__DOCUMENT PASSAGE__.
────────────────────
Six sitting judges in Pakistan have accused the country’s intelligence agency of interfering in judicial affairs by intimidating judges, abducting at least one their relatives and surveilling the insides of their homes, Dawn reported.

The Inter-Services Intelligence gathers and analyses data that is relevant to Pakistan’s national security.

On March 25, the judges from the Islamabad High Court wrote a letter to the members of the Supreme Judicial Council, including Chief Justice of Pakistan Qazi Faez Isa, Supreme Court judges and chief justices of the Islamabad and Peshawar High Courts. They had asked if there exists a “policy on the part of the executive... implemented by intelligence operatives” to intimidate judges.

The Supreme Judicial Council of Pakistan is the highest authorised judicial body to hear complaints from and take action against judges of the country’s High Courts and Supreme Court.

The six judges – Justices Mohsin Akhtar Kayani, Tariq Mehmood Jahangiri, Babar Sattar, Sardar Ejaz Ishaq Khan, Arbab Muhammad Tahir and Saman Rafat Imtiaz – recounted seven instances of alleged intimidation by the country’s intelligence officials to “influence the outcome of cases of interest”.

The letter revealed that two of the three judges, who were hearing a plea to disqualify former Prime Minister Imran Khan for concealing his alleged daughter, were pressured by “operatives of the ISI” through friends and relatives.

The episode left one of the judges so stressed that he had to be admitted to hospital, the letter said.
────────────────────
__GIVEN INFORMATION__.
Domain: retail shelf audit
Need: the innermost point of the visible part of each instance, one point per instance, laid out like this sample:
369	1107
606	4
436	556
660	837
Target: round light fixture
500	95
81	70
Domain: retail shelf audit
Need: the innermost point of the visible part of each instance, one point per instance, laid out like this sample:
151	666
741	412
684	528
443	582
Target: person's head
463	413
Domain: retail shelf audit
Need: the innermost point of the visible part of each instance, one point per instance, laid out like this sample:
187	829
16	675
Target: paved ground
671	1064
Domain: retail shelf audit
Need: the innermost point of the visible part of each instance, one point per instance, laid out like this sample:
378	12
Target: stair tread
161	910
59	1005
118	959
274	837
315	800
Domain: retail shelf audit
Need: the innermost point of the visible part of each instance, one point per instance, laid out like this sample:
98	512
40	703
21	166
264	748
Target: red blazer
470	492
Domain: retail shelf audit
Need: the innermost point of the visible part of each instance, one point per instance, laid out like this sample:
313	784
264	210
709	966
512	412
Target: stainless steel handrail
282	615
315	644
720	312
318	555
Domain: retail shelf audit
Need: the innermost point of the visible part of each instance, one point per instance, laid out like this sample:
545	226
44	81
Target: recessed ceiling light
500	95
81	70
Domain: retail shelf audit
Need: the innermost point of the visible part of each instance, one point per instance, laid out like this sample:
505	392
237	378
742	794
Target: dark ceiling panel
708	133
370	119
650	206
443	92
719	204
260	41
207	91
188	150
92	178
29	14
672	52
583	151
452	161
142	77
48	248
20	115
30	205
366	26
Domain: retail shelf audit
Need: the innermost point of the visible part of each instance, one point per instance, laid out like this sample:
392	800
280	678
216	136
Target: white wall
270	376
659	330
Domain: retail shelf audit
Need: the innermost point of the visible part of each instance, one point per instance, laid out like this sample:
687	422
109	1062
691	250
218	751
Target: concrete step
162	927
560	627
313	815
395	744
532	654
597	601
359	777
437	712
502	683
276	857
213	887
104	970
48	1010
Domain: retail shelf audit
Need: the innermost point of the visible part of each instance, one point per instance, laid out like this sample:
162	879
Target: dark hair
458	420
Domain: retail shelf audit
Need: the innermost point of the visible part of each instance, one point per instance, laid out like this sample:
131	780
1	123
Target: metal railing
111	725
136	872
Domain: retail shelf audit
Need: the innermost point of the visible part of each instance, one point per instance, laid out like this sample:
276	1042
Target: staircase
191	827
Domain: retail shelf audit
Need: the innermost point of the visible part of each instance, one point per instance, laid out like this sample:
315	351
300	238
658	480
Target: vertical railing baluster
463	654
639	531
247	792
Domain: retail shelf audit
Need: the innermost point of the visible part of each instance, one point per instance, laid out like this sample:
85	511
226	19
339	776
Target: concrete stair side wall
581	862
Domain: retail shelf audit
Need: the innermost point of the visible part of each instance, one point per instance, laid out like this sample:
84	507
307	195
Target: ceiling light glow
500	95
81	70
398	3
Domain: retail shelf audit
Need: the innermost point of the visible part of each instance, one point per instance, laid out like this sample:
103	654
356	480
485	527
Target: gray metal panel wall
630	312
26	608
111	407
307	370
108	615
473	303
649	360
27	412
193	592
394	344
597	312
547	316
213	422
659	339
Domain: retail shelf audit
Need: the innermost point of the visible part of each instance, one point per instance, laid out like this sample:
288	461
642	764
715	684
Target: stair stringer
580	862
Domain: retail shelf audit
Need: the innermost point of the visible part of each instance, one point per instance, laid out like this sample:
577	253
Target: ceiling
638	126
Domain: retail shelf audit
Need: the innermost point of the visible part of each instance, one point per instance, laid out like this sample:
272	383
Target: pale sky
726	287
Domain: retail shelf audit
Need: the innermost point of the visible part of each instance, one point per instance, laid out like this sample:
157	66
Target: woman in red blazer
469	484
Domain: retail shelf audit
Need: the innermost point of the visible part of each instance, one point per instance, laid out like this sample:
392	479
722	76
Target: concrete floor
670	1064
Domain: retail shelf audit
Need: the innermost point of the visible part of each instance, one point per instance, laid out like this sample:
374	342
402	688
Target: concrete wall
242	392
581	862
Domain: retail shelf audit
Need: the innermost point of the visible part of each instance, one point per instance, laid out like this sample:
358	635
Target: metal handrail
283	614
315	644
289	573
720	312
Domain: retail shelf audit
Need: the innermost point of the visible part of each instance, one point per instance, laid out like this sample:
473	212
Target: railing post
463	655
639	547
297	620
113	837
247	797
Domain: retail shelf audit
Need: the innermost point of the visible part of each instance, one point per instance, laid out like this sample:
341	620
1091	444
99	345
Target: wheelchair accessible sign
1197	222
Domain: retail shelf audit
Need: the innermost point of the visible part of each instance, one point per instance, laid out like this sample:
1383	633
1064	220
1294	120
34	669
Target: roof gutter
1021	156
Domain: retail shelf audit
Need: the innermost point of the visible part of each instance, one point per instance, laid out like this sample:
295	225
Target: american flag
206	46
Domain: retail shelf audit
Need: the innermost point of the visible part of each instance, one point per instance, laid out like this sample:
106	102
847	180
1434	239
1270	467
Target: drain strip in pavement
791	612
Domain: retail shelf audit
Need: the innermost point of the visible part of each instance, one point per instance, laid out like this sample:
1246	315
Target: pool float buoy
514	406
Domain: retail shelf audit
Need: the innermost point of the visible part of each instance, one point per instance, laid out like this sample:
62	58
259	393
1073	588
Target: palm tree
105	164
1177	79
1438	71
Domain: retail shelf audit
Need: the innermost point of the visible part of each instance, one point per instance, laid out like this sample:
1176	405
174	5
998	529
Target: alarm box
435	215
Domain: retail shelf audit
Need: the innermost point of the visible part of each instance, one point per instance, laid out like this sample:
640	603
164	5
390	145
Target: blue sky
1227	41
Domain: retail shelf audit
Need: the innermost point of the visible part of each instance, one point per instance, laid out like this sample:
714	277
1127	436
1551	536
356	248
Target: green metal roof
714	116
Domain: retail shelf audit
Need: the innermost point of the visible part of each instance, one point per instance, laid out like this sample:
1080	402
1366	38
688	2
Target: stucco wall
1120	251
────────────────────
__WORK INSTRUCTION__.
Condense the paragraph of the news passage about the Pakistani judges that begins "On March 25, the judges" into a single sentence, keeping its main facts. The listing has no connection to the news passage about the Pakistani judges.

__SOLUTION TO THIS EXERCISE__.
On March 25, the Islamabad High Court judges wrote to members of the Supreme Judicial Council, including Chief Justice Qazi Faez Isa, Supreme Court judges and the chief justices of the Islamabad and Peshawar High Courts, asking whether an executive policy carried out by intelligence operatives existed to intimidate judges.